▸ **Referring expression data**
┌──
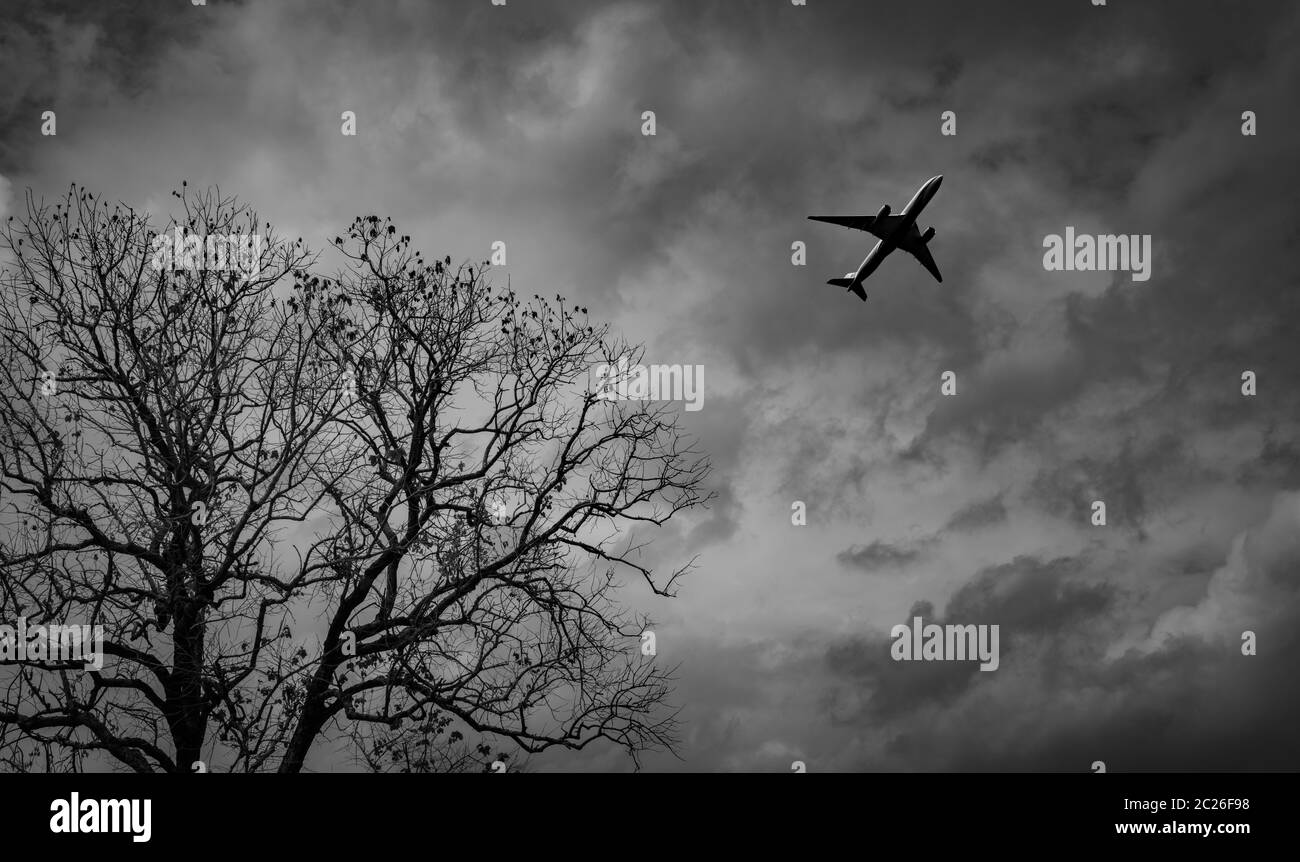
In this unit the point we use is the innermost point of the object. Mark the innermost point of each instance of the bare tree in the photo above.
(399, 462)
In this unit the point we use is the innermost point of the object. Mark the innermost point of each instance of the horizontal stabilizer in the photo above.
(854, 286)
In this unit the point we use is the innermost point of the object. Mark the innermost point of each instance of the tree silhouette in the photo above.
(399, 462)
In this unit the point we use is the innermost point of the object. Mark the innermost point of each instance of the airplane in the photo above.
(892, 232)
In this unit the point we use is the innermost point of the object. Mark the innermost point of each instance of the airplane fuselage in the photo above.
(909, 217)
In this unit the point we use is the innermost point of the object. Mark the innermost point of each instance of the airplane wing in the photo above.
(874, 225)
(921, 251)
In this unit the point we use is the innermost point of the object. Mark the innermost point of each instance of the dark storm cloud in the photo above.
(979, 514)
(523, 121)
(1027, 598)
(879, 554)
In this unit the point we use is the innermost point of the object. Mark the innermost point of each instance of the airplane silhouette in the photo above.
(892, 232)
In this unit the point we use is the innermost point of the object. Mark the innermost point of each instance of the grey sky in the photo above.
(480, 122)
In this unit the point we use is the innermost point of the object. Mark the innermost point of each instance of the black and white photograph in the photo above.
(649, 386)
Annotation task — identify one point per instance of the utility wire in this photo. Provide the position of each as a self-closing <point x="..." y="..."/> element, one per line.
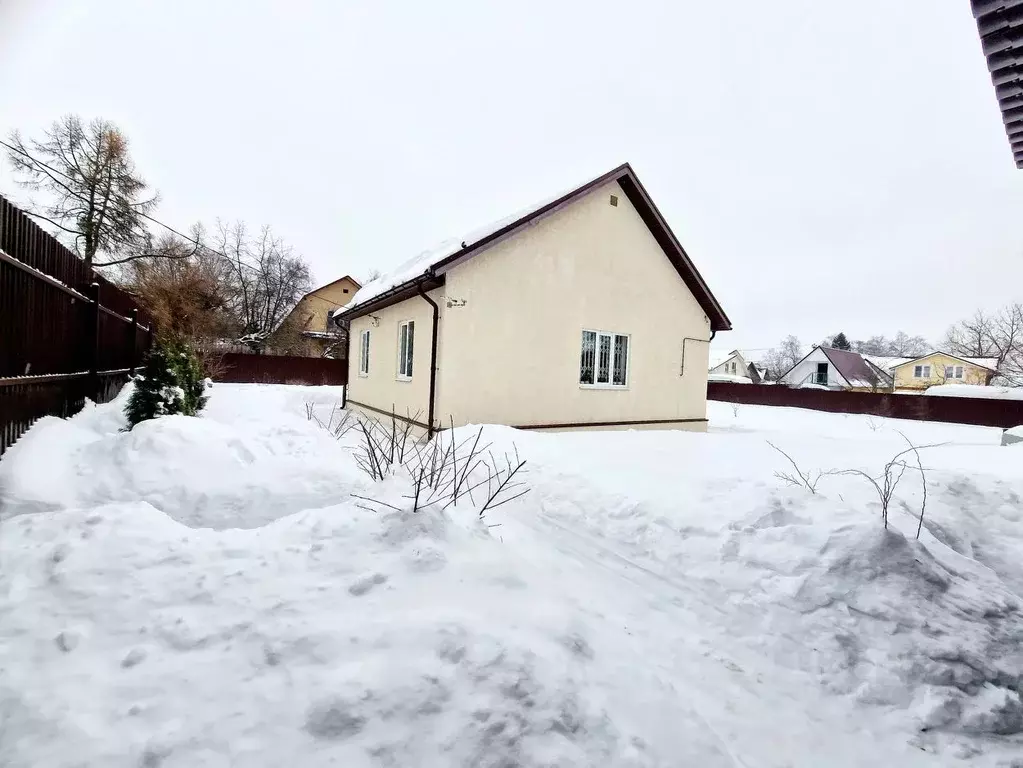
<point x="185" y="237"/>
└──
▸ **EXERCISE PROMPT**
Output a verbatim copy of the lines from the line containing "Annotation task —" through the end of the data, both included, without any images.

▸ **OUTPUT OF THE TASK**
Annotation task — identify one point per instance of the utility wire in this photo. Provide the position of each as a self-closing <point x="..." y="..."/> element, one per line.
<point x="185" y="237"/>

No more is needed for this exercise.